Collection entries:
##############################
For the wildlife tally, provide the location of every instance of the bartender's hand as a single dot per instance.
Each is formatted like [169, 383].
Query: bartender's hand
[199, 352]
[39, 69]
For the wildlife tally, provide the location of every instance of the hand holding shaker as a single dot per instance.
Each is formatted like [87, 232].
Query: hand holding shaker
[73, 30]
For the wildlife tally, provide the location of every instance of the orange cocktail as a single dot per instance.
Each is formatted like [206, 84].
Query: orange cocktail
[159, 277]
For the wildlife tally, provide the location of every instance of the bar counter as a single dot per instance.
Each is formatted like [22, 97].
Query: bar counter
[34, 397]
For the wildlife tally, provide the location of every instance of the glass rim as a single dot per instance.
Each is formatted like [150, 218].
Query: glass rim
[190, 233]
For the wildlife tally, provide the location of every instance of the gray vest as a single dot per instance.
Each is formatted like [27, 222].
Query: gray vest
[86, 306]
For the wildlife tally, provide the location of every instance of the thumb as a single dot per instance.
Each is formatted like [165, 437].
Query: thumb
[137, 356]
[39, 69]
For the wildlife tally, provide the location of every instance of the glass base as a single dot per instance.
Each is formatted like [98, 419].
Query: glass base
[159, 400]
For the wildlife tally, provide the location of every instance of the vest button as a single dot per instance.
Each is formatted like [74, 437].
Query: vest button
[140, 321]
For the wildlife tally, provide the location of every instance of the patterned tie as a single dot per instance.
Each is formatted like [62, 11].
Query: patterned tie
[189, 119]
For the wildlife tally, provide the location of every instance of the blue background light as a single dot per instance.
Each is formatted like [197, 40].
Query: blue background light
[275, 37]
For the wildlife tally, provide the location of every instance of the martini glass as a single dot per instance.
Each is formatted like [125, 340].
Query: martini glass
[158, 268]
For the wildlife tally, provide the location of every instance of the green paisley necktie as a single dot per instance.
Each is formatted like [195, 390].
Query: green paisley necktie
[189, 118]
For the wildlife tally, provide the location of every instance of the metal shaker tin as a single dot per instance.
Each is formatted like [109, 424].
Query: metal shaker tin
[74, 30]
##############################
Only the lines from the one containing "light as a single dot per instance." to the end of the data should be printed, exactly as they stand.

■ **Complete answer**:
For the wildlife tally, provide the location of every instance of the blue background light as a single dot per instance.
Each is formatted like [197, 40].
Query: blue background light
[275, 37]
For the wildlife tally, provide the location of every instance of the martini glass as a single dot per instance.
Each is formatted like [125, 340].
Query: martini glass
[158, 268]
For the wildlife tally, provide the location of every instance of the green paisley necktie as a single dot per instance.
Each is formatted like [195, 390].
Query: green paisley necktie
[189, 118]
For the wildlife tally, provide the location of every instance of the metal shaker tin as a single dot per instance.
Each is formatted like [109, 424].
Query: metal shaker tin
[74, 30]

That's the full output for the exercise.